■ **Records from a dataset**
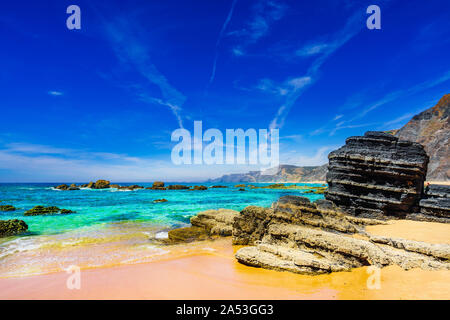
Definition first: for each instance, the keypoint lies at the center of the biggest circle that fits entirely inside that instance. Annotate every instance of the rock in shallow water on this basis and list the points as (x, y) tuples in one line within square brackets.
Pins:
[(12, 227), (377, 176), (206, 224)]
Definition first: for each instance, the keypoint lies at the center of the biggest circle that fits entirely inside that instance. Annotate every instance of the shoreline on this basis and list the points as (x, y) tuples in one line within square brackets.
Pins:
[(210, 271)]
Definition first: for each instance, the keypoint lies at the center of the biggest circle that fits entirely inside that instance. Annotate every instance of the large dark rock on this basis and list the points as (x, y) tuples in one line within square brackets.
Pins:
[(377, 175), (12, 227), (44, 211)]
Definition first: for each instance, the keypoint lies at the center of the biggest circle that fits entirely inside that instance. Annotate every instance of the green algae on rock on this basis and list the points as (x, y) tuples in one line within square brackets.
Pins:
[(12, 227), (42, 211)]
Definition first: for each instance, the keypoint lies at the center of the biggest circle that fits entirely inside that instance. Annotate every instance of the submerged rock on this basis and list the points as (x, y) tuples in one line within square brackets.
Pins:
[(377, 176), (178, 187), (312, 238), (12, 227), (206, 225), (65, 187), (158, 184), (100, 184), (42, 211), (187, 234), (200, 188), (7, 208), (160, 200)]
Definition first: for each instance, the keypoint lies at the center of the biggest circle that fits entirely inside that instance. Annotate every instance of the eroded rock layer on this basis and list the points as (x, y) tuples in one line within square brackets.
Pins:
[(435, 205), (377, 175), (312, 238)]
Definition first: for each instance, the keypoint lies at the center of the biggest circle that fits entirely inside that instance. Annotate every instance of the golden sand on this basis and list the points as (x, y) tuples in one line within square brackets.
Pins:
[(208, 270)]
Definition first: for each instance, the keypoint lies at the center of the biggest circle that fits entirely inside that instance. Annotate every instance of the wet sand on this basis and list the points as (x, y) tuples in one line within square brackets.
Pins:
[(209, 271)]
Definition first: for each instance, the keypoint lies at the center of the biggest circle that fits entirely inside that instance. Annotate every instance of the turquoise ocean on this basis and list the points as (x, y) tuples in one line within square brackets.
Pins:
[(110, 226)]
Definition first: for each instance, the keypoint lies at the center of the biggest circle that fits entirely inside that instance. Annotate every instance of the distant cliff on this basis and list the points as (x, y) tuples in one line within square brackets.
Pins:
[(282, 173), (431, 128)]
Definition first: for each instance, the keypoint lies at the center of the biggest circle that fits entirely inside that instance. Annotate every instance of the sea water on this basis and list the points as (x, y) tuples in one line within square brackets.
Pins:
[(110, 226)]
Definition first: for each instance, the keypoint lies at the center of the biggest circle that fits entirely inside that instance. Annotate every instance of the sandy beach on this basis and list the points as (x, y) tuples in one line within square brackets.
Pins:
[(208, 270)]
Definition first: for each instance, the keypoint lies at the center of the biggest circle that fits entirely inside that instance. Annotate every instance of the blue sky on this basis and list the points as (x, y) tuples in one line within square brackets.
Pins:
[(102, 102)]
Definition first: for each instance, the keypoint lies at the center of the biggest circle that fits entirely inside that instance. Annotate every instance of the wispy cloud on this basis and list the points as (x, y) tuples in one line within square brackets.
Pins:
[(219, 39), (324, 51), (388, 98), (300, 159), (264, 14), (55, 93), (131, 51), (311, 50)]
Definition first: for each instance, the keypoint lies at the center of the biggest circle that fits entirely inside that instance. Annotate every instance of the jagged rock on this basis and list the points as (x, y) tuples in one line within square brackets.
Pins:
[(205, 225), (66, 211), (437, 191), (178, 187), (431, 128), (435, 205), (101, 184), (12, 227), (66, 187), (187, 234), (377, 175), (311, 238), (7, 208), (216, 222), (281, 173), (42, 211), (252, 223), (200, 188), (158, 184), (131, 188), (160, 200)]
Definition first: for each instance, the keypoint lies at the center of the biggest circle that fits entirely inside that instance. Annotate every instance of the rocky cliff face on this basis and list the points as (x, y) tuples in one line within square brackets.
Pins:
[(312, 238), (282, 173), (431, 128), (377, 175)]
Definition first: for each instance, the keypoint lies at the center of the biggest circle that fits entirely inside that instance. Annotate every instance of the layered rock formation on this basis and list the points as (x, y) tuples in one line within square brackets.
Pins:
[(205, 225), (311, 238), (431, 128), (435, 205), (12, 227), (377, 176)]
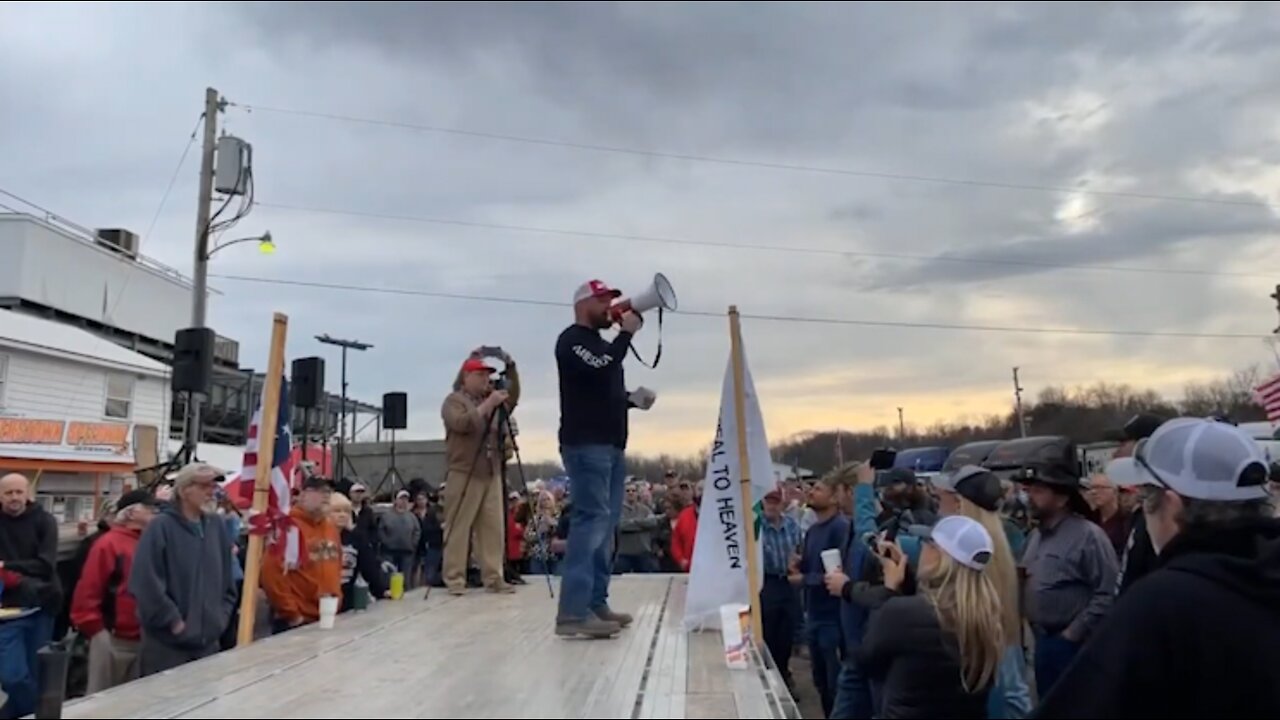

■ **WHAT YOU HAVE TO DO**
From the records above, return each line where "water" occurs.

■ **PROBLEM SOLUTION**
Definition first: for each instance, the keypoint lies at the center of the biggest circle that fits entirely inside that instance. Annotate every instance of the rock in shallow water on this basis and list the points as (x, y) tuples in one line within square brackets.
Definition first: for each instance, the keypoint lies at the center of the biggest circle that fits entirely inside that instance. Annotate every instance of the sea water on this basis and list the points as (x, y) tuples in one line within square brackets.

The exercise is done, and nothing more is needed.